### Source document
((
62nd Nagvanshi king
- Reign: 1950 – 1952
- Predecessor: Udai Pratap Nath Shah Deo
- Born: 14 December 1931 Ratu, Ranchi, Chota Nagpur Division, Bihar and Orissa Province
- Died: 10 July 2014 (aged 82) Ranchi, Jharkhand
- Spouse: Maharani Prem Manjari Devi (m.1952)
- Issue: Madhuri Manjari Devi; Kalpana Kumari Devi; Tripti Manjari Devi; Gayatri Manjari Devi; Gopal Sharan Nath Shahdeo;
- Dynasty: Nagvanshi
- Father: Kali Sharan Nath Shah Deo
- Mother: Baidehi Devi
- Religion: Hinduism

= Lal Chintamani Sharan Nath Shahdeo =

Indian politician

Sri Lal Chintamani Sharan Nath Shahdeo (14 December 1931 – 10 July 2014) was the last ruling Nagvanshi Maharaja of the Chotanagpur Zamindari estate and a politician.

==Early life==
Lal Chintamani Sharan Nath Shahdeo was born in the royal family of the Nagvanshi dynasty in 1931. He studied at Raj Kumar College in Raipur. In 1950, he succeeded his great grandfather Udai Pratap Nath Shah Deo as the maharaj of the Chotanagpur zamindari estate. He married Prem Manjari Devi, daughter of Raja Bhanuganga Tribhuban Deb, Raja of Bamra, and his wife, Rani Jyoti Manjari Devi, in 1952. He had one son and four daughters. He was the last ruling maharaja till Zamindari was abolished in 1952.

==Career==
He was an Independent MLA from the Ranchi Assembly constituency in 1957 and was the youngest MLA in the Bihar Vidhan Sabha. Later, he was elected to the Bihar Legislative Council as a Congress candidate.

He was a member of the South Eastern Railway Board, a life senator of Ranchi University, and the chairman of the Small Scale Industrial Board (Bihar). He helped in the establishment of many educational, health, and government institutions by donating lands and lending financial support. Organisations thus established include Kartik Oraon College in Gumla, Maharani Prem Manjari Devi College for girls in Ratu, Adivasi Bal Vikas Vidyalaya in Ratu, Maharani Prem Manjari Devi Super Speciality Hospital in Ratu, and Ratu police station, among others.

==Death==
He died in Ranchi on 9 July 2014 following a brief illness.
))
### Dataset extract
((
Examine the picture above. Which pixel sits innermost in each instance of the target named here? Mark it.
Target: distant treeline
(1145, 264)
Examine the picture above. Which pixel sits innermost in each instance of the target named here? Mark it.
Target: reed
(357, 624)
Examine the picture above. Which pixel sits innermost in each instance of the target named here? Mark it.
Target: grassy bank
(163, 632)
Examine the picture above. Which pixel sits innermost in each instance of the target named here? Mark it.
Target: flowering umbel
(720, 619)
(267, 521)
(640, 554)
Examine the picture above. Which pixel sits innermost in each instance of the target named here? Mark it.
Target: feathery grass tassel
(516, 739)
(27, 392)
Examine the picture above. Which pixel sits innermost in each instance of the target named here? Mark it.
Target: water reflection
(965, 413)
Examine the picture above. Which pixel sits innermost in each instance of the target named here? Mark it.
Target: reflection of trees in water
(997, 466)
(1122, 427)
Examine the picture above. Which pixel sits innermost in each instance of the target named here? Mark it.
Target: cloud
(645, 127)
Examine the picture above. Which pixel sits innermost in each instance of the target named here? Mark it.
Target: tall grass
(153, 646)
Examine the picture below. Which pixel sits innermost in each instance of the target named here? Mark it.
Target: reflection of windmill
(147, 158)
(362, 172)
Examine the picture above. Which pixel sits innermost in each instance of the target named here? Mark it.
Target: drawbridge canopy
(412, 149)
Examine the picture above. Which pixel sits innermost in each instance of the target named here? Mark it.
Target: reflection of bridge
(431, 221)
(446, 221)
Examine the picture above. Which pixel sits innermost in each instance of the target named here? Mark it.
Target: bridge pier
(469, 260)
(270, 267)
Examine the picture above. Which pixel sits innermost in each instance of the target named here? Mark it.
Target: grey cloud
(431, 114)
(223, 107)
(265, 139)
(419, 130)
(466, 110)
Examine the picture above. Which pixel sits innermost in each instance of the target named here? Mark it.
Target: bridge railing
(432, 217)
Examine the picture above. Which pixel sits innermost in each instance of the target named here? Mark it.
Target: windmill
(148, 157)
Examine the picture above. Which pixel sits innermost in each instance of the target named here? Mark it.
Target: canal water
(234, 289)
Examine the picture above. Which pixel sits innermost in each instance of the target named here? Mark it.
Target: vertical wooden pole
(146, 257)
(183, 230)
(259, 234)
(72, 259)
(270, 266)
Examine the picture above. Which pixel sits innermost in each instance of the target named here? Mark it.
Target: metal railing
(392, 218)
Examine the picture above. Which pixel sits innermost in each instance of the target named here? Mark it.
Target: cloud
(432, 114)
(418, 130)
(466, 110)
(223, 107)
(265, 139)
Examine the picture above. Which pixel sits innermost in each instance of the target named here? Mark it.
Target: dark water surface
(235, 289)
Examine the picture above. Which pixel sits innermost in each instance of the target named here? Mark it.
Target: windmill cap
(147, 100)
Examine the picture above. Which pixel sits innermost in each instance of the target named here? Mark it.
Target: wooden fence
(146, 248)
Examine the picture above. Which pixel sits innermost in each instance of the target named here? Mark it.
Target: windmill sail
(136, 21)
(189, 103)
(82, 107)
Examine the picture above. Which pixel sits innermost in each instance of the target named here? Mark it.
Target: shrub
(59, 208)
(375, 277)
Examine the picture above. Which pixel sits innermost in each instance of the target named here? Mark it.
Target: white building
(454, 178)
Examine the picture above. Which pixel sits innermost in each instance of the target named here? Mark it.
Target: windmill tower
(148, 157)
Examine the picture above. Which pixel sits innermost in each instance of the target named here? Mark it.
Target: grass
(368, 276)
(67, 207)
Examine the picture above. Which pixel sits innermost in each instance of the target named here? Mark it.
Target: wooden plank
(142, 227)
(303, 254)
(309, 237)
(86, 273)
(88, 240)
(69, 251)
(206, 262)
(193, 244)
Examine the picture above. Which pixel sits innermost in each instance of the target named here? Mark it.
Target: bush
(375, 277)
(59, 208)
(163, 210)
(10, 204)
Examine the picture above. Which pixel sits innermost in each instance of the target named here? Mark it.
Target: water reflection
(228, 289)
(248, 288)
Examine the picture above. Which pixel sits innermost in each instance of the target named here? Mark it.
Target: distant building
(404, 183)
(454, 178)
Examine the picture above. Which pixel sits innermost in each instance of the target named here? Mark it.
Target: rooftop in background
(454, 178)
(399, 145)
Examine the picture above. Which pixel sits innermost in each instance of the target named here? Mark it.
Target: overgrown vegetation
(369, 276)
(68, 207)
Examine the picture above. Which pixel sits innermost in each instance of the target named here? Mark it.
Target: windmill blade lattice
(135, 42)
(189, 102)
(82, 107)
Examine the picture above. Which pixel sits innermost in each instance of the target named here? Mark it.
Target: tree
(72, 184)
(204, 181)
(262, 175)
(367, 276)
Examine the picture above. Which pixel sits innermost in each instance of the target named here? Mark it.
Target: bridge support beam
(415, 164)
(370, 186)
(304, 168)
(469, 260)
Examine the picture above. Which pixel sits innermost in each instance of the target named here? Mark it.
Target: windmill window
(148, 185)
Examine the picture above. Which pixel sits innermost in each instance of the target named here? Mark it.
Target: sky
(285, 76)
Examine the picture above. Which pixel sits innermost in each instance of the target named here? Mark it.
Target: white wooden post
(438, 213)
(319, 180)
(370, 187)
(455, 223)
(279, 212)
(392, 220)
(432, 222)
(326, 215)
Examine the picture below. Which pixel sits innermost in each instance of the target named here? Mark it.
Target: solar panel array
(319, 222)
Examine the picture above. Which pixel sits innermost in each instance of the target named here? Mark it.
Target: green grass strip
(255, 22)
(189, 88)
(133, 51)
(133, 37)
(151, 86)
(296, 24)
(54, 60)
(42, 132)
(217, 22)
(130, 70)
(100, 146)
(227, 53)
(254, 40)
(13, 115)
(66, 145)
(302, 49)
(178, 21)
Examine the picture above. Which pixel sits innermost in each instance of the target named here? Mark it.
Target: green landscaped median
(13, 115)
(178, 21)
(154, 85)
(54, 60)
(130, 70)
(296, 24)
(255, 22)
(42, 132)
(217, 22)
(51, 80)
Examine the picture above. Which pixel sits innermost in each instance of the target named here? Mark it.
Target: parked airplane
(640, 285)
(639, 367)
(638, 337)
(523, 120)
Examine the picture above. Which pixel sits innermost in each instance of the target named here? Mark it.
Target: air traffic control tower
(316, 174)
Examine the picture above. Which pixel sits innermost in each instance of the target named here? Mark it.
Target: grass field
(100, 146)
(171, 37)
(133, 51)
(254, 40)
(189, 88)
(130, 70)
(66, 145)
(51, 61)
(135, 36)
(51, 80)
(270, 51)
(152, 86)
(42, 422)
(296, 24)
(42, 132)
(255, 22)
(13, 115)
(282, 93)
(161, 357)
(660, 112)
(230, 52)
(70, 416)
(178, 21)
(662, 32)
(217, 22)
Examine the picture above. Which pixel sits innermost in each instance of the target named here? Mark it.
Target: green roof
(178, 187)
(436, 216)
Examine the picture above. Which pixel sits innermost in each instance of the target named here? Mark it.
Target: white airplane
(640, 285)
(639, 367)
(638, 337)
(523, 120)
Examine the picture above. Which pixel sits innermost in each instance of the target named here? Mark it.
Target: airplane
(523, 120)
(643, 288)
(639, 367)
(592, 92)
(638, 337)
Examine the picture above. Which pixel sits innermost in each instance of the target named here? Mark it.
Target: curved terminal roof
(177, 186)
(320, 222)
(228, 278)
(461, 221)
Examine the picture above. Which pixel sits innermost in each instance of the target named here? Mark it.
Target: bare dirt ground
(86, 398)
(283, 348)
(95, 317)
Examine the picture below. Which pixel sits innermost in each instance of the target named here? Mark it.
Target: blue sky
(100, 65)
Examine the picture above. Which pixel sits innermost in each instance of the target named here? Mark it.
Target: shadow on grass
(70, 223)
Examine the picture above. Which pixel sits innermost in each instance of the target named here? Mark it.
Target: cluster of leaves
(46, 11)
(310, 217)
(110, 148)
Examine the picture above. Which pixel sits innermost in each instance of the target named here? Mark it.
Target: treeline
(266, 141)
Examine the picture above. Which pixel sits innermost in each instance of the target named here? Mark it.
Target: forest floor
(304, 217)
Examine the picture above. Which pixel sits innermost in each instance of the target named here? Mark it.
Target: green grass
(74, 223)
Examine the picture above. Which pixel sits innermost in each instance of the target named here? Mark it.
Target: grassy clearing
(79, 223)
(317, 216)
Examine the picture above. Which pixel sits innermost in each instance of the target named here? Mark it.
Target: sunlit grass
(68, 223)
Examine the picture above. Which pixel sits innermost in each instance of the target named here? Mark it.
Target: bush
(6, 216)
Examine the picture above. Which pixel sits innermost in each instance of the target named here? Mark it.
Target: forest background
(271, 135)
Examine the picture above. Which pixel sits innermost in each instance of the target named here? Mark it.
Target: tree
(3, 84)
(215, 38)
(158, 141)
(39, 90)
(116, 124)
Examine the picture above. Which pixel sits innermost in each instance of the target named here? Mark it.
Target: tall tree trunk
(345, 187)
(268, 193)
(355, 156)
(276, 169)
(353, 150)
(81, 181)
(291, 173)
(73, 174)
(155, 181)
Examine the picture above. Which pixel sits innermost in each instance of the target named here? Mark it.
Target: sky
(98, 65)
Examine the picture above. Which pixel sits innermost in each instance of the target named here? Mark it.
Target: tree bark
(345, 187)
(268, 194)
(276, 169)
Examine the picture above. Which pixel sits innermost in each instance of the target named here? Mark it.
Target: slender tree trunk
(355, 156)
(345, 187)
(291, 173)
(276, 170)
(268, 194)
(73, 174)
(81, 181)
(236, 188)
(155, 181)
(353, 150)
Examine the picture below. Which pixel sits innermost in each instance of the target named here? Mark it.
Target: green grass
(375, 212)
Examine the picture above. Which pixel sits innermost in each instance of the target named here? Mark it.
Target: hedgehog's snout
))
### Exercise
Reproduce word for word the part of the Lal Chintamani Sharan Nath Shahdeo biography starting at "He was a member" and ending at "a brief illness.".

### Problem solution
He was a member of the South Eastern Railway Board, a life senator of Ranchi University, and the chairman of the Small Scale Industrial Board (Bihar). He helped in the establishment of many educational, health, and government institutions by donating lands and lending financial support. Organisations thus established include Kartik Oraon College in Gumla, Maharani Prem Manjari Devi College for girls in Ratu, Adivasi Bal Vikas Vidyalaya in Ratu, Maharani Prem Manjari Devi Super Speciality Hospital in Ratu, and Ratu police station, among others.

==Death==
He died in Ranchi on 9 July 2014 following a brief illness.